### [JOB ITEM]
Could you give the listing below as a Markdown table with two columns, Row for the row number and Line for the line itself? Begin at the line that contains "Produce, for every", stop after the line that contains "38V36L375 42ZM372 40H367L368", and leave out blank lines.

### [EXCERPTED RECORDS]
────────

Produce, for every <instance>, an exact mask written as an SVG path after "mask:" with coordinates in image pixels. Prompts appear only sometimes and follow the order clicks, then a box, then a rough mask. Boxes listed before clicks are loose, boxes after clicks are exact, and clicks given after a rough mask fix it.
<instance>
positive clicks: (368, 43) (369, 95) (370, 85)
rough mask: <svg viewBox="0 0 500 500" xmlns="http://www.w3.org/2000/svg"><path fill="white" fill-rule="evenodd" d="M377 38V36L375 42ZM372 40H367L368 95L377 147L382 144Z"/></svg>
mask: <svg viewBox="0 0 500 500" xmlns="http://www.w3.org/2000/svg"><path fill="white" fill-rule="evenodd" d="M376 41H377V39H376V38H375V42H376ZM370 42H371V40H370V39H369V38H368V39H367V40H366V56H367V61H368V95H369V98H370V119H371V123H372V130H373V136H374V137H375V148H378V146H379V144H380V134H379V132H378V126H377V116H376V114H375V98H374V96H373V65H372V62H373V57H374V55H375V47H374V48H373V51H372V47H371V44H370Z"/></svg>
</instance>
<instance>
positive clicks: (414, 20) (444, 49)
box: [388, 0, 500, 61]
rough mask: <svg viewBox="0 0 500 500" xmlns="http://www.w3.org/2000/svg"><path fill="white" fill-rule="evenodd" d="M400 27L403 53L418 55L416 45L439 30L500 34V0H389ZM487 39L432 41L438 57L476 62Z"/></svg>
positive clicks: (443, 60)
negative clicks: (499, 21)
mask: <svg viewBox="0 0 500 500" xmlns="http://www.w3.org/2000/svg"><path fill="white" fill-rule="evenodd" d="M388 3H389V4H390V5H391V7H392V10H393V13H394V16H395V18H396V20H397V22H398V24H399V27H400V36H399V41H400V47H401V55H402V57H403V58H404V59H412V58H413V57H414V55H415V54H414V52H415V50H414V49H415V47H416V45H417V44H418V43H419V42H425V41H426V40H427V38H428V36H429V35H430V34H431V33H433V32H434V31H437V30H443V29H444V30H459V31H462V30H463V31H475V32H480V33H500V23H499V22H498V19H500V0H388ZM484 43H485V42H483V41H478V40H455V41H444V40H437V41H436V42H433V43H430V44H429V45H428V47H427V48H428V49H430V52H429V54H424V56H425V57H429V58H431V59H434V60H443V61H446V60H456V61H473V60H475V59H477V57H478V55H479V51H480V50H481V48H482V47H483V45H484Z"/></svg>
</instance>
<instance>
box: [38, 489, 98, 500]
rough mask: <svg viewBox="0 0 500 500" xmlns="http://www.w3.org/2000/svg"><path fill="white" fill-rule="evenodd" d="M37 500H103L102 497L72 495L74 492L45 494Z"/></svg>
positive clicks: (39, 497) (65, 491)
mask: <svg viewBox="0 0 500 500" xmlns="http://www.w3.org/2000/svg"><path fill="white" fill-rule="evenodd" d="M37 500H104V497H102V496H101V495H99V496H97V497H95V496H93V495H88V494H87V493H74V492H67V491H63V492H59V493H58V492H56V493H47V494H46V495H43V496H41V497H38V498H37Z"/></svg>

────────

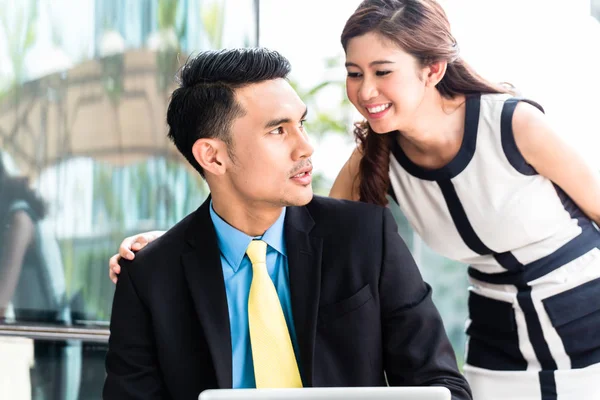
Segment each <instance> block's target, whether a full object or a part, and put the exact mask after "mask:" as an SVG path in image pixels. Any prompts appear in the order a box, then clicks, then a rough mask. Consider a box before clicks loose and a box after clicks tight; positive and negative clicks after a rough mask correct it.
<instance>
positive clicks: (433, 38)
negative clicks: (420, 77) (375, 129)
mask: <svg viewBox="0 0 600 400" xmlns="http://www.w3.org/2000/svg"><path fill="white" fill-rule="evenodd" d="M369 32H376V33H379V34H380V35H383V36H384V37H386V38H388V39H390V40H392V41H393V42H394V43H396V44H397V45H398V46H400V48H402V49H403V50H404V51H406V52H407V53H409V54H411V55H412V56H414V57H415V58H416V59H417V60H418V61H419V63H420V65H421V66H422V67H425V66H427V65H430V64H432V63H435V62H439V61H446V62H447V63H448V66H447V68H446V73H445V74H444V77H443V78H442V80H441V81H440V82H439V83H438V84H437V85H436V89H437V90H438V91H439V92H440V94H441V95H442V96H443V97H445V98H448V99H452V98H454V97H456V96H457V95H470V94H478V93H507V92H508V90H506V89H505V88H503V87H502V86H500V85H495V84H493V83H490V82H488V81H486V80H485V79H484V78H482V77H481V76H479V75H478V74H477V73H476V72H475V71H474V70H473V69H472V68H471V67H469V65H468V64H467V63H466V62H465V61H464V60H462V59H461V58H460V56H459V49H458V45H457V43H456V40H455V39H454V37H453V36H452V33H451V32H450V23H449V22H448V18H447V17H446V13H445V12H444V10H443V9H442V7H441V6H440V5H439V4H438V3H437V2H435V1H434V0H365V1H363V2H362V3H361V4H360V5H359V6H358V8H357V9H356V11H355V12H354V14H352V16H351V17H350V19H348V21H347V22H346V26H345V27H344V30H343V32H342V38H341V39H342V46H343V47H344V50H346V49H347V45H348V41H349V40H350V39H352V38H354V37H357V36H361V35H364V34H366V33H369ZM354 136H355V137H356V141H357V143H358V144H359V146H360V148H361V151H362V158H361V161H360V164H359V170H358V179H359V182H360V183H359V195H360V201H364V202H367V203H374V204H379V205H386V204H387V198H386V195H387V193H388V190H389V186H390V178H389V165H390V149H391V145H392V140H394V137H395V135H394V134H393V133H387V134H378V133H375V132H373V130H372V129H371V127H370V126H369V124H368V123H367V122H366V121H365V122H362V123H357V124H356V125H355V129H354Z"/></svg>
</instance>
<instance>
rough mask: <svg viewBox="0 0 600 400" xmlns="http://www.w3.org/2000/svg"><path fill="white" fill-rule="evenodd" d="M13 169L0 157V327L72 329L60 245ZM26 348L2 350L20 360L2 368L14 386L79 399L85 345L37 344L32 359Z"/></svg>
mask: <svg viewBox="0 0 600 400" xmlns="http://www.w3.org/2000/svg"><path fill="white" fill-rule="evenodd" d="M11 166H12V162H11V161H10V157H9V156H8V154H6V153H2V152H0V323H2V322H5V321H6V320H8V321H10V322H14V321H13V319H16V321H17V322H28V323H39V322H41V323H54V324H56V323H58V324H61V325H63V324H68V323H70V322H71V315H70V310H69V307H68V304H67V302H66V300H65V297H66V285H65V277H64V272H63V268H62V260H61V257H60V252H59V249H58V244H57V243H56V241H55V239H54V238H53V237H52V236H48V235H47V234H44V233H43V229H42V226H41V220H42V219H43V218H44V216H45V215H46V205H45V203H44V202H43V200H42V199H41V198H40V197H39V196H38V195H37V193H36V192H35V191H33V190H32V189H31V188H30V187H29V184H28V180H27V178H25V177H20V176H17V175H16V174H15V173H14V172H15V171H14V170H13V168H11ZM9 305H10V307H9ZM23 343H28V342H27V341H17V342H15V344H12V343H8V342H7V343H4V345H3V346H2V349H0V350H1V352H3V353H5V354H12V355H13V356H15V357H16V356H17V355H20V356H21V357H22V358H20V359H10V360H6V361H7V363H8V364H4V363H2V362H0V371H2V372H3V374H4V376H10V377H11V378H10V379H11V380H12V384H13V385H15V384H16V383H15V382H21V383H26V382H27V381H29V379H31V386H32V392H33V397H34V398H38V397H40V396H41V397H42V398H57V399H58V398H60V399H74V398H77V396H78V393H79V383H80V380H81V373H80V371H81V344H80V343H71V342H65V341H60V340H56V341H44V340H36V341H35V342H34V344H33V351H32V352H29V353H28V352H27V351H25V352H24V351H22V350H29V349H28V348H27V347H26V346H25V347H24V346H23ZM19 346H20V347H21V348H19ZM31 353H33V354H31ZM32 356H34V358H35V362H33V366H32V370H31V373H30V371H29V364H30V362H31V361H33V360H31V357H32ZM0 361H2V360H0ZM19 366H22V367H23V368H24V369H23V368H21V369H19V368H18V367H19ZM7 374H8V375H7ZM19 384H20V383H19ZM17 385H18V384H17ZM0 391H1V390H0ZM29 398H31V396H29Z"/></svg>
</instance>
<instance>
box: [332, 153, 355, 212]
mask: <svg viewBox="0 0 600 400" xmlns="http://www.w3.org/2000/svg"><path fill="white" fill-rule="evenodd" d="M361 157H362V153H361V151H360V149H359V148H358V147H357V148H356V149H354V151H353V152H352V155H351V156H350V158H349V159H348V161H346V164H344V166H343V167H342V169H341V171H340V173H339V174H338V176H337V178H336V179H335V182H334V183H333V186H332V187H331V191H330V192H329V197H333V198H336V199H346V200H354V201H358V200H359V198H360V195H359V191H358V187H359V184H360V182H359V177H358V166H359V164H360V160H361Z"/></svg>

────────

### [WRITTEN SOLUTION]
| Row | Line |
|---|---|
| 1 | Produce, for every <instance>, an exact mask written as an SVG path after "mask:" with coordinates in image pixels. Prompts appear only sometimes and follow the order clicks, then a box, then a rough mask. Boxes listed before clicks are loose, boxes after clicks are exact, and clicks given after a rough mask fix it. |
| 2 | <instance> |
| 3 | positive clicks: (368, 43) (369, 95) (370, 85) |
| 4 | rough mask: <svg viewBox="0 0 500 500" xmlns="http://www.w3.org/2000/svg"><path fill="white" fill-rule="evenodd" d="M377 38V36L375 42ZM372 40H367L368 95L377 147L382 144Z"/></svg> |